_Texte proposé_
Monsieur le président, madame la ministre, mes chers collègues, le 9 décembre dernier, le Président de la République présentait les priorités de la PFUE. En l’abordant sous l’angle d’une Europe plus souveraine, il mettait en avant la stabilité et la sécurité de notre voisinage. Il estimait alors que l’on ne pouvait pas bâtir l’Europe de la paix en laissant les Balkans occidentaux dans leur situation d’alors, appelant donc à un réengagement fort de l’Union européenne dans la région.
Six mois plus tard, face à la nouvelle donne géopolitique en Europe, une telle affirmation est plus que jamais d’actualité. Mais le réengagement promis fait toujours défaut. En tant que présidente du groupe d’amitié France-Balkans occidentaux du Sénat, je ne peux que le regretter.
Lors du dernier Conseil européen, les vingt-sept chefs d’État et de gouvernement ont accordé le statut de candidat à l’Ukraine et à la Moldavie. Face à l’agression russe, ce geste de solidarité et d’unité européennes était nécessaire.
Le Conseil européen a d’ores et déjà annoncé que le chemin vers l’adhésion serait long. Il a eu raison : la priorité est à la fin du conflit militaire, à la reconstruction, puis à la mise en œuvre progressive des acquis européens avant d’envisager toute accession à l’Union européenne.
Pourtant, la nouvelle donne a totalement bouleversé la perspective européenne des Balkans occidentaux. Quel a été le message envoyé à ces États voisins de l’Union européenne ? Y a-t-il eu un réengagement, comme l’avait promis le Président de la République ?
Malheureusement, la réponse européenne fut faible ; tout juste l’Union européenne a-t-elle réaffirmé à cette occasion son attachement total à la perspective de l’adhésion des Balkans occidentaux et à une accélération du processus.

_Tâches à réaliser_
1. Dans le discours sur les Balkans occidentaux, relevez toutes les personnes auxquelles la première phrase s'adresse.
2. Renvoyez sans rien modifier le passage du discours sur les Balkans occidentaux qui commence aux mots « Six mois plus » et prend fin après « européennes était nécessaire. ».

_Extraits des items_
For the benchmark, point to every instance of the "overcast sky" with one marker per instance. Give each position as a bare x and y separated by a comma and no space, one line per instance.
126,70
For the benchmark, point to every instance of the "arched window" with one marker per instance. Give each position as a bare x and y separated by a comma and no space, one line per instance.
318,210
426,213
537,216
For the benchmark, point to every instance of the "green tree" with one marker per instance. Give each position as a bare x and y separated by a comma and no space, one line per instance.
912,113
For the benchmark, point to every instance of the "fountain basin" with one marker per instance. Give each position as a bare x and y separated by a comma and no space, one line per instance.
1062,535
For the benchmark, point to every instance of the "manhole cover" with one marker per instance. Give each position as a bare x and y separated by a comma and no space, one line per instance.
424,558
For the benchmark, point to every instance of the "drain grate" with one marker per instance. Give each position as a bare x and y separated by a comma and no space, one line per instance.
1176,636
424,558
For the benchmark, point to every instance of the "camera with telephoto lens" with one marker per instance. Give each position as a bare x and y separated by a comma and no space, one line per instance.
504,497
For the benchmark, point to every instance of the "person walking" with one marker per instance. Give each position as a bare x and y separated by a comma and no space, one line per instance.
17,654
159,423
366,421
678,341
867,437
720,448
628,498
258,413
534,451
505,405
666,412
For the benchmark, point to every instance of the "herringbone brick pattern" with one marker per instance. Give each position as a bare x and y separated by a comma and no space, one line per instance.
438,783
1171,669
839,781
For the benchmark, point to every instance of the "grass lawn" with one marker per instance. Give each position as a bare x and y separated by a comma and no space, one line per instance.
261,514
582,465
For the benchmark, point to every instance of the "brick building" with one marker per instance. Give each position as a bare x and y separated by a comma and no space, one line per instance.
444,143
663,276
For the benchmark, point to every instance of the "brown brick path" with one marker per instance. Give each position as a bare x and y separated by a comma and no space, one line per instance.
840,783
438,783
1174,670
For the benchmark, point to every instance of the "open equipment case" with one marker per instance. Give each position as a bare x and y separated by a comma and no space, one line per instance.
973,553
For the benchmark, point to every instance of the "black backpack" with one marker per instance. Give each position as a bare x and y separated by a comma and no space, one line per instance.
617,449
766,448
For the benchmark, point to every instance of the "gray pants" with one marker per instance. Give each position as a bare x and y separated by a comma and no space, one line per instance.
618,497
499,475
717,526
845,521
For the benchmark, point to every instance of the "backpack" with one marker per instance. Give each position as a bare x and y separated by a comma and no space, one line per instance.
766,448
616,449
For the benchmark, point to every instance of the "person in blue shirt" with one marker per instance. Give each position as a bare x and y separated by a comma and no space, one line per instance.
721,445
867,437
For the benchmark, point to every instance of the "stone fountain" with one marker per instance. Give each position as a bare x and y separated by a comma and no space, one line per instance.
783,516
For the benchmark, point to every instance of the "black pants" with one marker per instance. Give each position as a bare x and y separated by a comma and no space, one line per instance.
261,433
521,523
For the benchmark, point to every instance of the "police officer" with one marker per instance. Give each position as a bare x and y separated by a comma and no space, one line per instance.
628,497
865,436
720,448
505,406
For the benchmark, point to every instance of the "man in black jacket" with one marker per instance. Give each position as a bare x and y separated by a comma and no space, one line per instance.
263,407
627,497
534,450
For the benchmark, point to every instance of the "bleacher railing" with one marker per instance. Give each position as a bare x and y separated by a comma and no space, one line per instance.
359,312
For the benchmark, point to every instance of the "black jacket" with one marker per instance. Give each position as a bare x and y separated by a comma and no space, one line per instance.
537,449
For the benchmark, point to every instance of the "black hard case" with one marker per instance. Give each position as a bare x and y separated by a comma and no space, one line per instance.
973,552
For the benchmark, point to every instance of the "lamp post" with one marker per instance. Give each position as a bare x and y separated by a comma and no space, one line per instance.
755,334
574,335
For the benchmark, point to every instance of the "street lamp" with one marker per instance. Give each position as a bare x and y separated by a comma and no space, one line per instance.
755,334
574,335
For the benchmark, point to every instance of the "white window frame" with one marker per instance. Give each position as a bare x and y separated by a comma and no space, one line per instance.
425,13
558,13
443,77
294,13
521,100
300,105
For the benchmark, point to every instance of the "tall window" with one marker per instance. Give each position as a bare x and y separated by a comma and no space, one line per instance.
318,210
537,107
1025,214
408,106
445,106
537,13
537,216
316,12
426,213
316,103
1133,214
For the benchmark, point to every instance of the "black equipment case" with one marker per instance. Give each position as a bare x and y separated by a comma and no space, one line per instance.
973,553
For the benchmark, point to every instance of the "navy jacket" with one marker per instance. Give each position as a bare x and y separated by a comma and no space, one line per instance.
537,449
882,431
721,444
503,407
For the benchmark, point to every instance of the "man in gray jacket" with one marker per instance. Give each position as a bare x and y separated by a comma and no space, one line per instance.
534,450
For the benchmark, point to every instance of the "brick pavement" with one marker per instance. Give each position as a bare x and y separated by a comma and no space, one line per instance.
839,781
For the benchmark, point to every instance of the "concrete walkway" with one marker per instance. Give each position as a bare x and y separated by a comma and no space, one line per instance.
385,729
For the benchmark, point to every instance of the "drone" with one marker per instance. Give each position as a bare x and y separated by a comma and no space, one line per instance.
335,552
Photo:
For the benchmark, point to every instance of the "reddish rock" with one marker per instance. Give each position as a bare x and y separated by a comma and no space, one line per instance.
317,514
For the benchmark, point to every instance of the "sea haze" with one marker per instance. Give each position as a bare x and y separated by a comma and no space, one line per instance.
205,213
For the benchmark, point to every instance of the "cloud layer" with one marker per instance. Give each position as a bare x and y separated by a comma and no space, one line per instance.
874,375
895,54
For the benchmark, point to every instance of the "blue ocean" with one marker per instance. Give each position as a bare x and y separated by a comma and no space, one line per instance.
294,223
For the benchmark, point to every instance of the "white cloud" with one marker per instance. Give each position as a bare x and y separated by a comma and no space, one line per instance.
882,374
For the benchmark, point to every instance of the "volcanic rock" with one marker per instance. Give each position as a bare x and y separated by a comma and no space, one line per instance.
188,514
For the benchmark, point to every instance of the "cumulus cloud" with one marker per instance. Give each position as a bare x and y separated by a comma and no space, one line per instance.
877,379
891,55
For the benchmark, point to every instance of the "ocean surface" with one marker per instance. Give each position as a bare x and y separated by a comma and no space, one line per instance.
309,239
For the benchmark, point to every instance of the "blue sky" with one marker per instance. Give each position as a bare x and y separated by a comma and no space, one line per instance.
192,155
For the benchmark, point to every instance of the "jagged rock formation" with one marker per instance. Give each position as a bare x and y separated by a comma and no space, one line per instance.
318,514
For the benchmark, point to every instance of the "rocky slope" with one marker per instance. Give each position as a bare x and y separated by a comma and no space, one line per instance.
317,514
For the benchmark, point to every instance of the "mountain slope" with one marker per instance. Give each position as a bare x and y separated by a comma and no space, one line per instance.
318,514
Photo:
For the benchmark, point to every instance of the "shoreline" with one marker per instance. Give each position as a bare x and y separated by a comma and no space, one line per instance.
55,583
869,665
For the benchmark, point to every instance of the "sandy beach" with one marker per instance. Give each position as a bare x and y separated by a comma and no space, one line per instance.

_Corrigés_
1. Monsieur le président ; madame la ministre ; mes chers collègues.

2.
Six mois plus tard, face à la nouvelle donne géopolitique en Europe, une telle affirmation est plus que jamais d’actualité. Mais le réengagement promis fait toujours défaut. En tant que présidente du groupe d’amitié France-Balkans occidentaux du Sénat, je ne peux que le regretter.
Lors du dernier Conseil européen, les vingt-sept chefs d’État et de gouvernement ont accordé le statut de candidat à l’Ukraine et à la Moldavie. Face à l’agression russe, ce geste de solidarité et d’unité européennes était nécessaire.